**Exercise directions:** Count the lines in the records below that contain the word "rough" and reply with that number only.

**Extracted records:**
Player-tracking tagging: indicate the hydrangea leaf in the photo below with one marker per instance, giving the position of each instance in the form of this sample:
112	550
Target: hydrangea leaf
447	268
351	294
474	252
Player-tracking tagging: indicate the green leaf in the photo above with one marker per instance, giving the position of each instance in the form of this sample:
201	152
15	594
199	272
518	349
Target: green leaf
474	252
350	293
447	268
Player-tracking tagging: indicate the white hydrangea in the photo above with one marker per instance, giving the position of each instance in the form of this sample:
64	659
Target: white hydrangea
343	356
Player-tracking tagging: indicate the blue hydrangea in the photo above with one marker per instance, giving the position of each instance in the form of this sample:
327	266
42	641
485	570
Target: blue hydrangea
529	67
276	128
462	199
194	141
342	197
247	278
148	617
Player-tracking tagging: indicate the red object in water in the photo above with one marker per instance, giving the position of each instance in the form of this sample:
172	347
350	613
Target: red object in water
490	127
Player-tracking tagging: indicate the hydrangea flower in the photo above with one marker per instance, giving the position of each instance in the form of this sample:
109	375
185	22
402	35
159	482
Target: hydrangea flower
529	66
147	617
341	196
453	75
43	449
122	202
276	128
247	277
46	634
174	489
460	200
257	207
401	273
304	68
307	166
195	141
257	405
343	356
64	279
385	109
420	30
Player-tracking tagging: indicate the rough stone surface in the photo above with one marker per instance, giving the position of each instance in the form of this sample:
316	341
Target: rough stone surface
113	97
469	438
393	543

...

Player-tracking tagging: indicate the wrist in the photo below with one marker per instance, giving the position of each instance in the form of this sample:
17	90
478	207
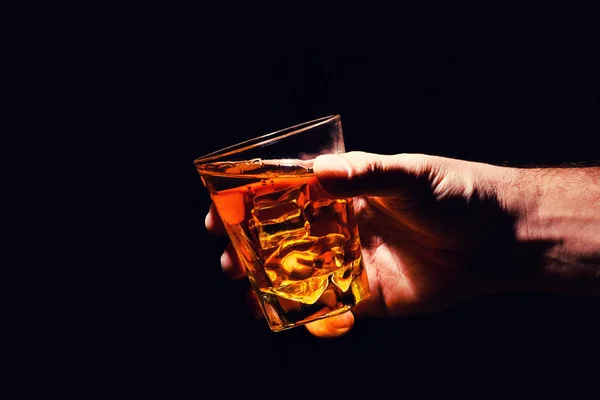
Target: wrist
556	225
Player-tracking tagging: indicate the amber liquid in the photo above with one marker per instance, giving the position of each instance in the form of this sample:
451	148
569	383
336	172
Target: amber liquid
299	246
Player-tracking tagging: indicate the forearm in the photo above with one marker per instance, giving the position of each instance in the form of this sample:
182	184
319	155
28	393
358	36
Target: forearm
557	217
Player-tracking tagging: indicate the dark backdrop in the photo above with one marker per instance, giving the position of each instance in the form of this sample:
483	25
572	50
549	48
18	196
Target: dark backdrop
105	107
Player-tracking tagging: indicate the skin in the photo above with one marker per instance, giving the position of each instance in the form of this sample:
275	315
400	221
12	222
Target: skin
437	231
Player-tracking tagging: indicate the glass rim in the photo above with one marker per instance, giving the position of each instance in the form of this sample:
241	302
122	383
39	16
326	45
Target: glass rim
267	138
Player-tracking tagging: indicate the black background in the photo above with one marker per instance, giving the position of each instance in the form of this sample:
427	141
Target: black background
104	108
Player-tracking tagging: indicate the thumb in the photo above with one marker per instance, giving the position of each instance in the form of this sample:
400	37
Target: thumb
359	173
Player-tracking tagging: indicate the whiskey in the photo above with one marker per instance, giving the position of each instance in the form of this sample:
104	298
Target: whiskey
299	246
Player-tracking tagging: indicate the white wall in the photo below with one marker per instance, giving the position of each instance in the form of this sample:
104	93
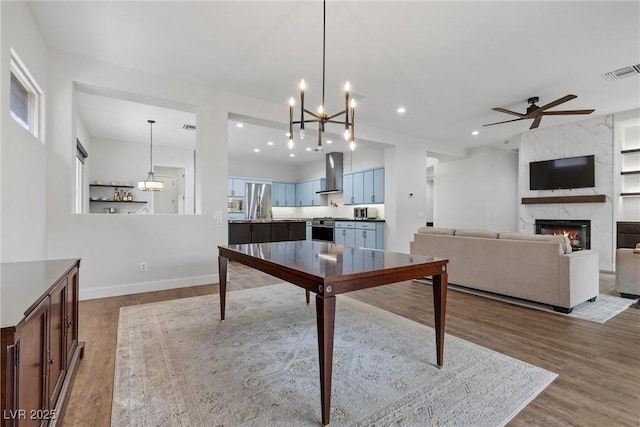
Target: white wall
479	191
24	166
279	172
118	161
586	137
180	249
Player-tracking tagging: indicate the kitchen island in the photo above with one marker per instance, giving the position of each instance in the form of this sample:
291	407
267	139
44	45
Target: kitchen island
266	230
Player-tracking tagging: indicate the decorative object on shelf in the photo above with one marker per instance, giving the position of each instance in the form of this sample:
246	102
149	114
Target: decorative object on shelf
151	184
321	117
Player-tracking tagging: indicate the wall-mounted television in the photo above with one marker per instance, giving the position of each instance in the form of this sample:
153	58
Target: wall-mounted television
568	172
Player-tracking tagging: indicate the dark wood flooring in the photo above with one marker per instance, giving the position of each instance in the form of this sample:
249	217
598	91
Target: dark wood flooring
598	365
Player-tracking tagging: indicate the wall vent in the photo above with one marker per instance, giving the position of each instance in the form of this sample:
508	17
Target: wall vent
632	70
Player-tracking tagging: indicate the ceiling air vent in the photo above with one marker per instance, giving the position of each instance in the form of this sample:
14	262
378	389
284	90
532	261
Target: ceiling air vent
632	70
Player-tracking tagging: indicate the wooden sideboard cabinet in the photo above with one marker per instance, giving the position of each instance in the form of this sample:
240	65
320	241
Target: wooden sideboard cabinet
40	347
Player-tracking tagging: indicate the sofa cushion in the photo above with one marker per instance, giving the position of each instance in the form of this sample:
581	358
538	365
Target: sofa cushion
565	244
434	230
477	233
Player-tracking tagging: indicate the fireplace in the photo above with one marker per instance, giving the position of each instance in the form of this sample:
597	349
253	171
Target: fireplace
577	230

**Task answer:** 2